_Passage to read_
***
Alice and Bob exchange their intensity and mode through an authenticated classical channel and retain data from those in which they have used the same mode. For rounds of code mode, Alice and Bob generate sifted keys $k_A$ and $k_B$. By disclosing L bits of sifted keys, they can calculate the quantum bit error rate (QBER), $E_k=(1/L)\sum k_A^r\oplus k_B^r$, where $k_A^r$ and $k_B^r$ denote Alice’s and Bob’s exposed bits respectively, after which they are discarded. The remaining $n_k$ bits in $k_A$ and $k_B$ are Alice’s and Bob’s final keys $K_m^{AB}$ and $K_m^B$, respectively. It is necessary for Bob to flip his bits corresponding to rounds with SPD1 clicked. For rounds of test mode, Alice and Bob calculate the gains $\left\{Q_{\beta }\right\}$ in which they both select the same intensity and the same phase ${\theta }_a={\theta }_b$, and the gains $\left\{Q_{\beta }^{-}\right\}$ in which they select the same intensity and the opposite phase ${\theta }_a={\theta }_b\pm \pi$.

3.4. Parameter Estimation

Alice and Bob use the gains $\left\{Q_{\beta }\right\}$ and $\left\{Q_{\beta }^{-}\right\}$ to separately estimate the phase error rates $e_{ph,same}$ and $e_{ph,diff}$ according to the numerical method (see Appendix A), where $e_{ph,same}$ ($e_{ph,diff}$) indicates the phase error rate of successful code mode rounds in which Alice and Bob use the same (opposite) phase.

4. Security Analysis

We followed the method in Ref. [46] to estimate Eve’s smooth min-entropy [47] on Bob’s reserved key $K_{m,keep}^B$, and then use it to bound the probability that Eve makes errors less than a certain value.
***
Point annotations for the photos:
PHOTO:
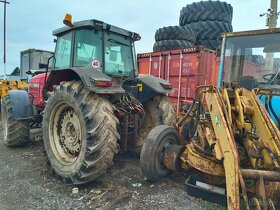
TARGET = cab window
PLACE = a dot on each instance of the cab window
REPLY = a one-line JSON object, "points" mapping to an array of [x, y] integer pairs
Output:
***
_Problem set_
a - According to the quantum key distribution passage, in which rounds must Bob flip his bits?
b - Extend the quantum key distribution passage, picking up after its final sentence.

_Outputs_
a - Bob must flip his bits in the rounds in which SPD1 clicked.

b -
Eve can obtain some information from parameter estimation and mode declaration. Here, we define $\kappa$ and $\zeta$ as the classical information disclosed during parameter estimation and mode declaration, respectively. $K_{m,forward}^B$ is the extra information leaked to Eve under the case that Charlie is Eve. All these information is defined on one quantum system living in the Hilbert space, which is a combination of the following elements: $\kappa$, $\zeta$ and $K_{m,forward}^B$, as well as Eve’s ancilla quantum system following her general attack. The information that Eve obtains about $K_{m,keep}^B$ is summarized as E. Then, Eve’s smooth min-entropy with access to E is given by

$$H_{min}^{{ϵ}_k}\left(K_{m,keep}^B\right|E)\ge \frac{n_k}{2}(1-I_{AE}),$$

(1)

where the inequality holds up to ${\log }_2(1/{ϵ}_k)$. Here, $I_{AE}$ denotes the information leaked to Eve, which can be bounded by the phase error rates $e_{ph,same}$ and $e_{ph,diff}$ as

$$I_{AE}\le \frac{1}{2}h\left(e_{ph,same}\right)+\frac{1}{2}h\left(e_{ph,diff}\right),$$

(2)

where $h\left(x\right)$ is a Shannon binary entropy function $h\left(x\right)=-x{log}_{2}x-(1-x){log}_2(1-x)$. The phase error rates cannot be directly observed from experiments, their estimation can be found in Appendix A. With the upper bound on $I_{AE}$, we can further evaluate Eve’s smooth min-entropy.

Secondly, according to the proposition in Ref. [16], the upper bound on the average probability that Eve’s eavesdropping makes at most r errors with the given smooth min-entropy is

$$〈p〉\le \sum _{t=0}^r\left({\displaystyle \genfrac{}{}{0pt}{}{\frac{n_k}{2}}{t}}\right)2^{-H_{min}^{{ϵ}_k}\left(K_{m,keep}^B\right|E)}+{ϵ}_k.$$

(3)

Furthermore, for large $n_k$, the probability for Eve to make fewer than r errors for any $g>0$ is given by

$$\mathcal{P}\left(\mathrm{Eve}\mathrm{makes}\mathrm{fewer}\mathrm{than}\mathit{r}\mathrm{errors}\right):=\mathit{p}\le \mathit{g},$$

(4)

except with probability at most

$${ϵ}_F:={\displaystyle \frac{1}{g}}(2^{-\frac{n_k}{2}[(1-I_{AE})-h(2r/n_k)]}+{ϵ}_k).$$

(5)

Thus, we can determine the condition that Eve can make fewer than r errors with a non-negligible probability as

$$(1-I_{AE})-h(2r/n_k)>0.$$

(6)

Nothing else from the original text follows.